[Entradas de señalamiento y etiquetado]
◆ ◆ ◆ ◆
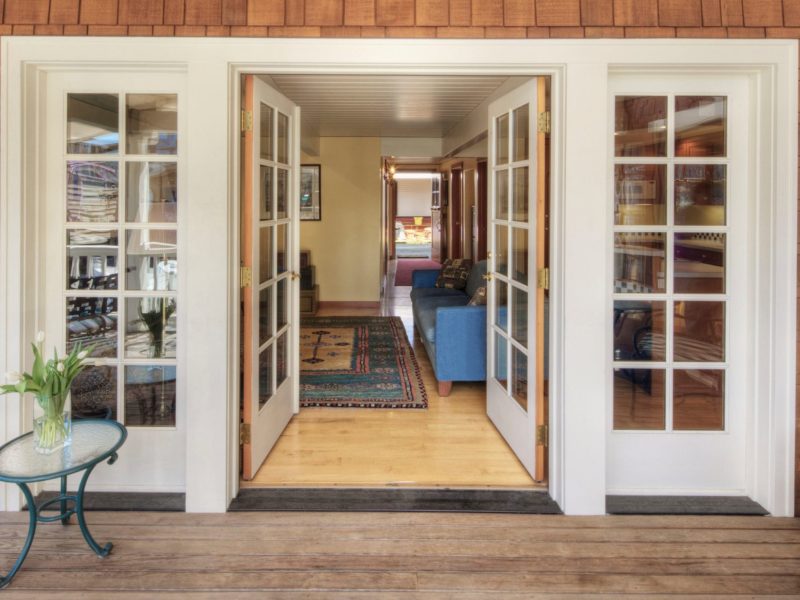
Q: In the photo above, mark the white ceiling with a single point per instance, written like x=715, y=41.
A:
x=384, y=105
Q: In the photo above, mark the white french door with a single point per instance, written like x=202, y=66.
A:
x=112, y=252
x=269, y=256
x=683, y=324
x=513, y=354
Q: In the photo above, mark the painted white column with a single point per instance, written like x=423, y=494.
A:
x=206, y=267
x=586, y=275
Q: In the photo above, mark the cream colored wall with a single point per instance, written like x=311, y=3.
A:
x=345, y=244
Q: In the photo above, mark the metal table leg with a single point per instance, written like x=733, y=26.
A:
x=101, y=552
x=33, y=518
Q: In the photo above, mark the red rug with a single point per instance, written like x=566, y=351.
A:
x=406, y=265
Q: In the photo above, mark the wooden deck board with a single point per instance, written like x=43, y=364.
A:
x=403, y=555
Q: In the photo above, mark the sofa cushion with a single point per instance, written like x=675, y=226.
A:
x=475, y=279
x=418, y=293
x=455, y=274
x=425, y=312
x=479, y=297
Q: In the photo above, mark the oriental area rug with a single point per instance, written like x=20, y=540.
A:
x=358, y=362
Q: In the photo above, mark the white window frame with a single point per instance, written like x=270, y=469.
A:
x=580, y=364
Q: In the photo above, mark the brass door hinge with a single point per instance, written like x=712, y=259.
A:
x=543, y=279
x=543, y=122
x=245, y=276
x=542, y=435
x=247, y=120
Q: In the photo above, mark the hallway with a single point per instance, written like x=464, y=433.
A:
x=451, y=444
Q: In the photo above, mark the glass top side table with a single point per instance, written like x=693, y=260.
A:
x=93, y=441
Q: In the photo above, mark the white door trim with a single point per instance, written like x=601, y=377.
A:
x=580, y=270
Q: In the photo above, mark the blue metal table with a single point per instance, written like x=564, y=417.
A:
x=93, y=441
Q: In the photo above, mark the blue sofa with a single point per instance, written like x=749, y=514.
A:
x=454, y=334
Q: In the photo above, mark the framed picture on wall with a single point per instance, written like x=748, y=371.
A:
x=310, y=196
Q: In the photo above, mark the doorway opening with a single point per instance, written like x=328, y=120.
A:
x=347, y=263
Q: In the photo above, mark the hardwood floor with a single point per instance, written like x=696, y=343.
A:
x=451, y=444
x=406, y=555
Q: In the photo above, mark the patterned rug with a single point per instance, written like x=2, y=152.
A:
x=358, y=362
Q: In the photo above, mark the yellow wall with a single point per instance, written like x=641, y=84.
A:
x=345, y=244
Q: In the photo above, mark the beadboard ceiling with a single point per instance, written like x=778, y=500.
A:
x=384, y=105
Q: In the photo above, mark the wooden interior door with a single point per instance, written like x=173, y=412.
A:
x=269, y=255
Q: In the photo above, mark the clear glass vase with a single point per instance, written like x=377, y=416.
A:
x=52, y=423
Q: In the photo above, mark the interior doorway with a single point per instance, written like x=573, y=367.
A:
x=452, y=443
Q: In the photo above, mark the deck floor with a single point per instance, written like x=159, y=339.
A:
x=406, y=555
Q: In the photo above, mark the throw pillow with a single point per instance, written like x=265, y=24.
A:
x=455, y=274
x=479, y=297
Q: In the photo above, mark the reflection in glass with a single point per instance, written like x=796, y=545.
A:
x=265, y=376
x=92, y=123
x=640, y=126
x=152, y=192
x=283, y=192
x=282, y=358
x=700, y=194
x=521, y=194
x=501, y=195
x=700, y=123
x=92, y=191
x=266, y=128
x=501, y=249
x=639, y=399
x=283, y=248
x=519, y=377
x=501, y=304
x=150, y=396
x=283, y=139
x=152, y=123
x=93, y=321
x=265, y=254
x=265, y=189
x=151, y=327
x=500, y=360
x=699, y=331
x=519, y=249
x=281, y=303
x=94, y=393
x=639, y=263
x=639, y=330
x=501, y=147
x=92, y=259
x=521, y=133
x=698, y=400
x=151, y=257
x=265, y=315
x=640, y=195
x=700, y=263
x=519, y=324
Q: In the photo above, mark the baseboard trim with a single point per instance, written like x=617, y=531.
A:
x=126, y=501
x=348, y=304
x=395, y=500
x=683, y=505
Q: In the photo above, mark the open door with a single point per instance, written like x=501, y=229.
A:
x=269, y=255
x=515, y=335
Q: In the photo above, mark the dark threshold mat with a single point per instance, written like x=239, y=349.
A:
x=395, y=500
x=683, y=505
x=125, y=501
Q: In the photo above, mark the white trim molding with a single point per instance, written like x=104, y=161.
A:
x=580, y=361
◆ ◆ ◆ ◆
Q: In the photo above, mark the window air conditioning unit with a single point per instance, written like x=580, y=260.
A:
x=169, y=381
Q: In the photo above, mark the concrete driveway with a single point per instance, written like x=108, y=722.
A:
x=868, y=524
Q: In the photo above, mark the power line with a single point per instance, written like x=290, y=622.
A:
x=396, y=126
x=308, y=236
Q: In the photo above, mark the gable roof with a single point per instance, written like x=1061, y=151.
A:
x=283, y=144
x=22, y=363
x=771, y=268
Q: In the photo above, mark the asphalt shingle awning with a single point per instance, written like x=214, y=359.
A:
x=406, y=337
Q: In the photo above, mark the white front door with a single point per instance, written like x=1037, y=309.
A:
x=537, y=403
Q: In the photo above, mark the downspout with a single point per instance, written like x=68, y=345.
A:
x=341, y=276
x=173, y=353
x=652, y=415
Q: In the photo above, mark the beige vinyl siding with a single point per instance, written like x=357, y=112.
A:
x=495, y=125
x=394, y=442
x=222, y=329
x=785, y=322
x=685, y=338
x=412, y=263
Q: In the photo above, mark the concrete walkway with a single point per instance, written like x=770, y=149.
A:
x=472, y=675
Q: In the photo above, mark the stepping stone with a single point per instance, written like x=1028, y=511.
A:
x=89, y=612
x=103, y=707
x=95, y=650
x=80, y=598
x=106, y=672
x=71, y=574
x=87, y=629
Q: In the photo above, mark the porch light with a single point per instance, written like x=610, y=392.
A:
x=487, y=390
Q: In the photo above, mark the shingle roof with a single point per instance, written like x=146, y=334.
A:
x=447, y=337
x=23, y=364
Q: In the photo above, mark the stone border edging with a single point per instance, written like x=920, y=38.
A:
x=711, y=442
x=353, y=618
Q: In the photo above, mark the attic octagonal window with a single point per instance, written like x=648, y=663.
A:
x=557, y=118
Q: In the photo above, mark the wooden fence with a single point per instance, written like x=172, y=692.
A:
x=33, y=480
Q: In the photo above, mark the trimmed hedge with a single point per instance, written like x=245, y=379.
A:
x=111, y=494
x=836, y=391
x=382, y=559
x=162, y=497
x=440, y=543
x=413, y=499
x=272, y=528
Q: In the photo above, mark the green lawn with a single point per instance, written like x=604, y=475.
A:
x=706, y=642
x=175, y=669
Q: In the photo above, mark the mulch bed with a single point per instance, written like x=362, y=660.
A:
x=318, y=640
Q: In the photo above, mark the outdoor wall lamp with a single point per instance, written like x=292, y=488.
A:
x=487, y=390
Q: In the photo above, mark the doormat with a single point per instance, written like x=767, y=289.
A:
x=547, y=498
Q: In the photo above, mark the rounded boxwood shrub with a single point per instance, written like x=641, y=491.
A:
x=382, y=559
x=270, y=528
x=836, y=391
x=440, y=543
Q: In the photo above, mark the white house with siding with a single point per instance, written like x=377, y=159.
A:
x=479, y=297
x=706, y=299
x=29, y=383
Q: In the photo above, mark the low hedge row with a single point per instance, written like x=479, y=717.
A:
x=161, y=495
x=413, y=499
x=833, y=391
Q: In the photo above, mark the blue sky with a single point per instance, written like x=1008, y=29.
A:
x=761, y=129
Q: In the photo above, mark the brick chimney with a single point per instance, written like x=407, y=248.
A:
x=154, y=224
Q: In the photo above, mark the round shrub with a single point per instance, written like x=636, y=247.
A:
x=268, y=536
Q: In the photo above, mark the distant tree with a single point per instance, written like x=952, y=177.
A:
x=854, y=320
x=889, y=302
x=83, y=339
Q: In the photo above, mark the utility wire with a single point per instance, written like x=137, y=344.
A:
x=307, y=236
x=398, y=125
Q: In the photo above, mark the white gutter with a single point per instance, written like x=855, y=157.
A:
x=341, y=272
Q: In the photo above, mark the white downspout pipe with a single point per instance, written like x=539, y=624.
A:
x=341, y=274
◆ ◆ ◆ ◆
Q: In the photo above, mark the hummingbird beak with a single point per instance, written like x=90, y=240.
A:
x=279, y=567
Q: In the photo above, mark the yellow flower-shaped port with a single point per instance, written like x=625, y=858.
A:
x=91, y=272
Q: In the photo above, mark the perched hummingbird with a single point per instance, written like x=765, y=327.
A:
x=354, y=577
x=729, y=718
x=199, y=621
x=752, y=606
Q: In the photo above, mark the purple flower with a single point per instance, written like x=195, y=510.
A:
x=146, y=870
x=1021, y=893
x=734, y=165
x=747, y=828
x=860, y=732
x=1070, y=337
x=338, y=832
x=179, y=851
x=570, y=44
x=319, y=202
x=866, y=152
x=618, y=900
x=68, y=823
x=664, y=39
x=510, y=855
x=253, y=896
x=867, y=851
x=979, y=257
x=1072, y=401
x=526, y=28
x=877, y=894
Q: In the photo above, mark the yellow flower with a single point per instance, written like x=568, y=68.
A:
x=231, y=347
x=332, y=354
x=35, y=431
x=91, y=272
◆ ◆ ◆ ◆
> Trabajo a realizar:
Disponga como tabla Markdown, con las columnas "Número" y "Línea", todas las líneas desde la que contiene "Q: In the photo above, mark the stone" hasta la que contiene "x=33, y=480", ambas incluidas. Numere cada fila y omita las líneas en blanco.

> En respuesta:
| Número | Línea |
|---|---|
| 1 | Q: In the photo above, mark the stone border edging with a single point per instance, written like x=920, y=38. |
| 2 | A: |
| 3 | x=711, y=442 |
| 4 | x=353, y=618 |
| 5 | Q: In the photo above, mark the attic octagonal window with a single point per instance, written like x=648, y=663. |
| 6 | A: |
| 7 | x=557, y=118 |
| 8 | Q: In the photo above, mark the wooden fence with a single point per instance, written like x=172, y=692. |
| 9 | A: |
| 10 | x=33, y=480 |